(Task details)
Return the opening lines of the material, word for word. End with the line that contains "# for every instance of the white".

(Dataset records)
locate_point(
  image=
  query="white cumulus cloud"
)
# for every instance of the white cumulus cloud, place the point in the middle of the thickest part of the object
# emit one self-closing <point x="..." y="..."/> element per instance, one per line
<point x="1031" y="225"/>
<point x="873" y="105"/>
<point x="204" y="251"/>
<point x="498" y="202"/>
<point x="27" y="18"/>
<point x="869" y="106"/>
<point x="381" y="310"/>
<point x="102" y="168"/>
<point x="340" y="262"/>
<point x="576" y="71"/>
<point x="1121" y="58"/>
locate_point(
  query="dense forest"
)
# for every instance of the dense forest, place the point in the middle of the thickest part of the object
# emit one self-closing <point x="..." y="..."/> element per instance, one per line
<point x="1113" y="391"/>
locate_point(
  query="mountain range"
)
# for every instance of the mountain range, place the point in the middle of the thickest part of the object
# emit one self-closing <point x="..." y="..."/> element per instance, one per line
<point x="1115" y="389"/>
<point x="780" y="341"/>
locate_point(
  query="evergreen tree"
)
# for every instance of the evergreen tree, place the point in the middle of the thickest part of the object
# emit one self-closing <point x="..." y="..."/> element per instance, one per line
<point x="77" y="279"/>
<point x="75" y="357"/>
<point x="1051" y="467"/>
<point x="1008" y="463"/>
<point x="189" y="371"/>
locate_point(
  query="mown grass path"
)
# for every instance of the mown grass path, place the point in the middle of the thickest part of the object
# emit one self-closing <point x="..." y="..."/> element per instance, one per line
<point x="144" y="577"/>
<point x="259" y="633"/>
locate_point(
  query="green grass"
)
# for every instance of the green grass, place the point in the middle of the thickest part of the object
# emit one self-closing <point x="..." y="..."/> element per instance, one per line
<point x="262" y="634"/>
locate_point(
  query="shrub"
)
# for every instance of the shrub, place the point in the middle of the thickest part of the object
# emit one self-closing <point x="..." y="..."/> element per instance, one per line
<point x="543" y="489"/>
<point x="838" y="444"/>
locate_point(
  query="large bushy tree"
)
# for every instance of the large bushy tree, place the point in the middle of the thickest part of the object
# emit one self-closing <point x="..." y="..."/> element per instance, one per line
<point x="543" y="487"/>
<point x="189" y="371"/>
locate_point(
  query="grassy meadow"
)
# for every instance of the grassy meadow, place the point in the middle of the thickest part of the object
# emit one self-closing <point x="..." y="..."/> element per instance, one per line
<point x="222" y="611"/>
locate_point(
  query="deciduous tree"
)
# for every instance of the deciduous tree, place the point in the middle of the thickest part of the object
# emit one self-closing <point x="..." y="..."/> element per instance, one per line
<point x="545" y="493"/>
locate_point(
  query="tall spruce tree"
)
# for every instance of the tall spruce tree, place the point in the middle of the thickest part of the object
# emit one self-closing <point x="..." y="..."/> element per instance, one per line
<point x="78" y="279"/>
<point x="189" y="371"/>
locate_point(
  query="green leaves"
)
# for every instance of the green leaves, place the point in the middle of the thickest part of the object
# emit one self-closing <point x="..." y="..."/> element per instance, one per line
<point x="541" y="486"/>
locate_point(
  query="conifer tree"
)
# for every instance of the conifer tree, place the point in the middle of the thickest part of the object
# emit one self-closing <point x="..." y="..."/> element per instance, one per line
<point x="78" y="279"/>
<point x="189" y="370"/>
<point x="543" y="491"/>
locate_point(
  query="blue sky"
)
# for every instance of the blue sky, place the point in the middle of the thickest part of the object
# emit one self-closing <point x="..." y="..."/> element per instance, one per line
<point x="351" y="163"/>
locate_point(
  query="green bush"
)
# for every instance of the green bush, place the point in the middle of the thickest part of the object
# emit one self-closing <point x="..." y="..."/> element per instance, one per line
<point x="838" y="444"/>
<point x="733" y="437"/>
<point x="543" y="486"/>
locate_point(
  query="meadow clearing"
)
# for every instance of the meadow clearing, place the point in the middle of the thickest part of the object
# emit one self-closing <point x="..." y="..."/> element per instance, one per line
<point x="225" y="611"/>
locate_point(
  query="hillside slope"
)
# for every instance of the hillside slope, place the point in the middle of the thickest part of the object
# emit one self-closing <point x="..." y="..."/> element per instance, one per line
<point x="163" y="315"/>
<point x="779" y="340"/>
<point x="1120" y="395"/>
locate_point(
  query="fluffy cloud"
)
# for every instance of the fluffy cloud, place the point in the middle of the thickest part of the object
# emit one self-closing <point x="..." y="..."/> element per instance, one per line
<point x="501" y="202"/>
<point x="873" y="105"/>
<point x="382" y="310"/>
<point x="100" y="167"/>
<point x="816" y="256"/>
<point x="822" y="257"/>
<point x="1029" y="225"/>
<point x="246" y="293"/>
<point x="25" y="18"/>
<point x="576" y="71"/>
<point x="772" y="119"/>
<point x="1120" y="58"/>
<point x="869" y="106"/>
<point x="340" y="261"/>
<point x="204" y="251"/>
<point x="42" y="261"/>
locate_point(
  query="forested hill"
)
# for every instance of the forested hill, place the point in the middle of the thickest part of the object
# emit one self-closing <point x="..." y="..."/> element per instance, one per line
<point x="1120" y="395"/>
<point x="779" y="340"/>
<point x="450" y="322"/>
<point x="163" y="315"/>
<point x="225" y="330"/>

(The completed task)
locate_point(
  image=
  query="white cumulus cloud"
)
# for every instance of the white cumulus cloud, place the point in the middle of the thickest part of the object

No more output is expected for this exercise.